— Stated exercise —
Format the entries below as one JSON list of strings, with one string for each line and no blank lines.

— Extracted entries —
------------------------------

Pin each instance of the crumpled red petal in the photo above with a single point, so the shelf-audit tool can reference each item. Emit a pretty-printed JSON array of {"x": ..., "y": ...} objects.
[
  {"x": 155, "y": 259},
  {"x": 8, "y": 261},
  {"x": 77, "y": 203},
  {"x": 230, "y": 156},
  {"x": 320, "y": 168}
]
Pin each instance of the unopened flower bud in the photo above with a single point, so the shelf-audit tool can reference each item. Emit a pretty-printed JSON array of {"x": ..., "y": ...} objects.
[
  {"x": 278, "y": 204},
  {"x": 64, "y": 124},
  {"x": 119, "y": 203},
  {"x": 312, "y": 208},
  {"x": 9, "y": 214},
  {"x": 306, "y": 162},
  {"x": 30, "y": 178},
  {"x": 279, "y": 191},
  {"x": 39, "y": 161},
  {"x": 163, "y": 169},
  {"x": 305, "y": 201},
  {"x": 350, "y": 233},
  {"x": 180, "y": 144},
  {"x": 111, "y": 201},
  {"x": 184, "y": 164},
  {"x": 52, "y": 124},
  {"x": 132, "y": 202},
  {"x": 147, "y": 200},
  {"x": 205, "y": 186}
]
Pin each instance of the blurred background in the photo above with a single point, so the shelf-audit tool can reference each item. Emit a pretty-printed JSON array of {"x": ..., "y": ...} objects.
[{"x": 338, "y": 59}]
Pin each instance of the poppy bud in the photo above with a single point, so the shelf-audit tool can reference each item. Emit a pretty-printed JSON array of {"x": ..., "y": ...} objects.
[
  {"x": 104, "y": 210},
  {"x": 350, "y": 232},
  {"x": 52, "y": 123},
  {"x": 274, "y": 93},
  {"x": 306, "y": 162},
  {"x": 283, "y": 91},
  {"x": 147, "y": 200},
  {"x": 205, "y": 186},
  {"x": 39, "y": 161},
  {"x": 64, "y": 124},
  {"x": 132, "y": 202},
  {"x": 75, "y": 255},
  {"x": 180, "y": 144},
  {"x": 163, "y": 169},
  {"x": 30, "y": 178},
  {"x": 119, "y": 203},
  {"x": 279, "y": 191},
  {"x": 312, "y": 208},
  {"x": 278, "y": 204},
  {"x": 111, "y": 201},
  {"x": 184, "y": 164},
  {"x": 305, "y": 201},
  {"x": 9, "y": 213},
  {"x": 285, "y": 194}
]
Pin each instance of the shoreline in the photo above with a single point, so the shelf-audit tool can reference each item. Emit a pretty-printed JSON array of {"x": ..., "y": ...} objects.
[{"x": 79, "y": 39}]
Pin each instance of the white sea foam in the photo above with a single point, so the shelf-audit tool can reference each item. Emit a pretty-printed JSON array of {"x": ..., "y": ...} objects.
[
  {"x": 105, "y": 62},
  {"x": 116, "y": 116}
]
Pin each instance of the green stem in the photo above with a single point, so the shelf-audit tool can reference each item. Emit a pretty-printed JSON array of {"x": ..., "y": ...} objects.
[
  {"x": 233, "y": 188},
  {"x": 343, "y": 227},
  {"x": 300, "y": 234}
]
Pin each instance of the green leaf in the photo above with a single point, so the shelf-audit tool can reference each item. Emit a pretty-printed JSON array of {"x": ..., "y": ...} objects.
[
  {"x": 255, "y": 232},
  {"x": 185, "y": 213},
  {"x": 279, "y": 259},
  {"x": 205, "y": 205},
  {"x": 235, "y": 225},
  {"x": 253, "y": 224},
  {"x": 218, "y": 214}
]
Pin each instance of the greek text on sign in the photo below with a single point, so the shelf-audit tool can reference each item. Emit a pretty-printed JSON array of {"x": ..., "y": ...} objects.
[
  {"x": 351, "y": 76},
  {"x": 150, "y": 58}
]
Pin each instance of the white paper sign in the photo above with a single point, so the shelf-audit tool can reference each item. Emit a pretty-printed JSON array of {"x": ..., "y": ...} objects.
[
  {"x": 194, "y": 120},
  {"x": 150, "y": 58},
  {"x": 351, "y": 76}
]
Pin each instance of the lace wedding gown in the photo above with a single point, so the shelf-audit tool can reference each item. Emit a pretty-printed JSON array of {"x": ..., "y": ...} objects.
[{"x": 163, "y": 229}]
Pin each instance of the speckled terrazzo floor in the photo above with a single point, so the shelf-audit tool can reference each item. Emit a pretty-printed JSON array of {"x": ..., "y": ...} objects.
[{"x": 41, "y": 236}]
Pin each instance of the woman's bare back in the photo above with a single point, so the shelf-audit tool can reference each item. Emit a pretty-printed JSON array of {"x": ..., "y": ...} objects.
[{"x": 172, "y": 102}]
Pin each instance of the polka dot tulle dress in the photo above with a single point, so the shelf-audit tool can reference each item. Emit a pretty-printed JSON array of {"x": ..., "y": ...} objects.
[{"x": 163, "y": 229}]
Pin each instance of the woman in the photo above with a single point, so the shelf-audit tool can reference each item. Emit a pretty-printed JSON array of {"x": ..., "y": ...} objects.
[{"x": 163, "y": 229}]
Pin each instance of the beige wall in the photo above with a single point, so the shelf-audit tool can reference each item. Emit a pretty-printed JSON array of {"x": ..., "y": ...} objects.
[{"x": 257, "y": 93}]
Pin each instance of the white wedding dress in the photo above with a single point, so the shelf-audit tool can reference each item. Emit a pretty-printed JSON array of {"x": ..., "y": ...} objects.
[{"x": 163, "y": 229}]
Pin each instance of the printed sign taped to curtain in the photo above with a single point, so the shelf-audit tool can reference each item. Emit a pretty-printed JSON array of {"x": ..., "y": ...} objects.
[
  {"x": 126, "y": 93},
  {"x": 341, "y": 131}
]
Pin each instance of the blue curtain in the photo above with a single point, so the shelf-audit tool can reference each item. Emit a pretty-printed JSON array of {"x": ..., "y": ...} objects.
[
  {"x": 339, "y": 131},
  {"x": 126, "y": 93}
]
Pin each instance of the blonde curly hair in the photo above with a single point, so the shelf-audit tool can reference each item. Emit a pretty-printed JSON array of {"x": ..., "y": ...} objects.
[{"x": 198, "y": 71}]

------------------------------

— Problem solution —
[
  "Pin each instance of the crumpled red petal in the photo above with a single point, so the shelf-audit tool can reference each item. Emit a pretty-printed JSON array of {\"x\": ..., \"y\": ...} objects.",
  "[",
  "  {\"x\": 155, \"y\": 259},",
  "  {\"x\": 8, \"y\": 261},",
  "  {\"x\": 77, \"y\": 203},",
  "  {\"x\": 230, \"y\": 156},",
  "  {\"x\": 320, \"y\": 168}",
  "]",
  "Pin each instance of the unopened flower bud in the photo above with a single point, so the shelf-audit tool can reference each item. Emit a pretty-printed JSON array of {\"x\": ..., \"y\": ...} objects.",
  "[",
  "  {\"x\": 278, \"y\": 204},",
  "  {\"x\": 64, \"y\": 124},",
  "  {\"x\": 119, \"y\": 203},",
  "  {\"x\": 312, \"y\": 208},",
  "  {\"x\": 9, \"y\": 214},",
  "  {\"x\": 306, \"y\": 162},",
  "  {\"x\": 30, \"y\": 178},",
  "  {\"x\": 279, \"y\": 191},",
  "  {\"x\": 39, \"y\": 161},",
  "  {\"x\": 163, \"y\": 169},",
  "  {\"x\": 305, \"y\": 201},",
  "  {\"x\": 350, \"y\": 233},",
  "  {\"x\": 180, \"y\": 144},",
  "  {\"x\": 111, \"y\": 201},",
  "  {\"x\": 184, \"y\": 164},",
  "  {\"x\": 52, \"y\": 124},",
  "  {\"x\": 132, \"y\": 202},",
  "  {\"x\": 147, \"y\": 200},",
  "  {\"x\": 205, \"y\": 186}",
  "]",
  "Pin each instance of the blurred background in the photo above with a single point, so the shelf-audit tool can reference each item. Emit a pretty-printed JSON array of {\"x\": ..., \"y\": ...} objects.",
  "[{\"x\": 338, \"y\": 59}]",
  "Pin each instance of the poppy bud in the photo above with a single point, so the shelf-audit tool can reference each item. Emit a pretty-printed JSON array of {\"x\": ..., \"y\": ...} objects.",
  "[",
  "  {\"x\": 104, \"y\": 210},",
  "  {\"x\": 350, \"y\": 232},",
  "  {\"x\": 52, \"y\": 123},",
  "  {\"x\": 274, \"y\": 93},",
  "  {\"x\": 306, \"y\": 162},",
  "  {\"x\": 283, \"y\": 91},",
  "  {\"x\": 147, \"y\": 200},",
  "  {\"x\": 205, \"y\": 186},",
  "  {\"x\": 39, \"y\": 161},",
  "  {\"x\": 64, \"y\": 124},",
  "  {\"x\": 132, \"y\": 202},",
  "  {\"x\": 75, \"y\": 255},",
  "  {\"x\": 180, \"y\": 144},",
  "  {\"x\": 163, \"y\": 169},",
  "  {\"x\": 30, \"y\": 178},",
  "  {\"x\": 119, \"y\": 203},",
  "  {\"x\": 279, \"y\": 191},",
  "  {\"x\": 312, \"y\": 208},",
  "  {\"x\": 278, \"y\": 204},",
  "  {\"x\": 111, \"y\": 201},",
  "  {\"x\": 184, \"y\": 164},",
  "  {\"x\": 305, \"y\": 201},",
  "  {\"x\": 9, \"y\": 213},",
  "  {\"x\": 285, \"y\": 194}",
  "]",
  "Pin each instance of the shoreline in the photo above with a single point, so the shelf-audit tool can reference each item. Emit a pretty-printed JSON array of {\"x\": ..., \"y\": ...} objects.",
  "[{\"x\": 79, \"y\": 39}]",
  "Pin each instance of the white sea foam in the photo above with a single point, so the shelf-audit tool can reference each item. Emit a pretty-printed JSON array of {\"x\": ..., \"y\": ...} objects.",
  "[",
  "  {\"x\": 105, \"y\": 62},",
  "  {\"x\": 116, \"y\": 116}",
  "]",
  "Pin each instance of the green stem in the photo above with a single point, so the shelf-audit tool can reference each item. Emit a pretty-printed JSON array of {\"x\": ..., \"y\": ...} objects.",
  "[",
  "  {\"x\": 233, \"y\": 188},",
  "  {\"x\": 343, \"y\": 227},",
  "  {\"x\": 300, \"y\": 234}",
  "]",
  "Pin each instance of the green leaf in the photo above with a single point, so the shelf-audit tool can reference each item. Emit a pretty-printed JSON array of {\"x\": ..., \"y\": ...} objects.",
  "[",
  "  {\"x\": 255, \"y\": 232},",
  "  {\"x\": 185, \"y\": 213},",
  "  {\"x\": 279, \"y\": 259},",
  "  {\"x\": 205, \"y\": 205},",
  "  {\"x\": 235, \"y\": 225},",
  "  {\"x\": 253, \"y\": 224},",
  "  {\"x\": 218, \"y\": 214}",
  "]",
  "Pin each instance of the greek text on sign in the photo below with a single point, so the shelf-audit tool can reference each item. Emit a pretty-printed JSON array of {\"x\": ..., \"y\": ...} objects.",
  "[",
  "  {\"x\": 351, \"y\": 76},",
  "  {\"x\": 150, \"y\": 58}",
  "]",
  "Pin each instance of the white paper sign in the photo above with a single point, so the shelf-audit tool can reference each item. Emit a pretty-printed JSON array of {\"x\": ..., \"y\": ...} objects.",
  "[",
  "  {\"x\": 194, \"y\": 120},",
  "  {\"x\": 150, \"y\": 58},",
  "  {\"x\": 351, \"y\": 76}",
  "]",
  "Pin each instance of the lace wedding gown in the photo above with a single point, so the shelf-audit tool can reference each item. Emit a pretty-printed JSON array of {\"x\": ..., \"y\": ...} objects.",
  "[{\"x\": 163, \"y\": 229}]",
  "Pin each instance of the speckled terrazzo floor in the photo above with a single point, so the shelf-audit tool can reference each item. Emit a pretty-printed JSON array of {\"x\": ..., \"y\": ...} objects.",
  "[{\"x\": 41, \"y\": 236}]",
  "Pin each instance of the woman's bare back in the photo above with a single point, so the shelf-audit tool can reference each item. Emit a pretty-printed JSON array of {\"x\": ..., \"y\": ...} objects.",
  "[{\"x\": 172, \"y\": 102}]",
  "Pin each instance of the polka dot tulle dress in the photo above with a single point, so the shelf-audit tool can reference each item. Emit a pretty-printed JSON array of {\"x\": ..., \"y\": ...} objects.",
  "[{\"x\": 163, \"y\": 229}]",
  "Pin each instance of the woman in the photo above with a single point, so the shelf-audit tool can reference each item. Emit a pretty-printed JSON array of {\"x\": ..., \"y\": ...} objects.",
  "[{\"x\": 163, \"y\": 229}]",
  "Pin each instance of the beige wall in the photo above with a single point, so the shelf-audit tool can reference each item. Emit a pretty-printed JSON array of {\"x\": ..., \"y\": ...} objects.",
  "[{\"x\": 257, \"y\": 93}]",
  "Pin each instance of the white wedding dress in the photo above with a single point, so the shelf-audit tool can reference each item. Emit a pretty-printed JSON array of {\"x\": ..., \"y\": ...} objects.",
  "[{\"x\": 163, \"y\": 229}]",
  "Pin each instance of the printed sign taped to curtain in the photo above with a single point, so the shelf-audit tool can reference each item. Emit a pretty-printed JSON array of {\"x\": ..., \"y\": ...} objects.",
  "[",
  "  {\"x\": 126, \"y\": 93},",
  "  {\"x\": 341, \"y\": 131}",
  "]",
  "Pin each instance of the blue curtain in the photo above with a single point, so the shelf-audit tool can reference each item. Emit a pretty-printed JSON array of {\"x\": ..., \"y\": ...} objects.",
  "[",
  "  {\"x\": 339, \"y\": 131},",
  "  {\"x\": 126, \"y\": 93}",
  "]",
  "Pin each instance of the blonde curly hair in the photo above with a single point, so the shelf-audit tool can reference each item. Emit a pretty-printed JSON array of {\"x\": ..., \"y\": ...} objects.",
  "[{\"x\": 198, \"y\": 71}]"
]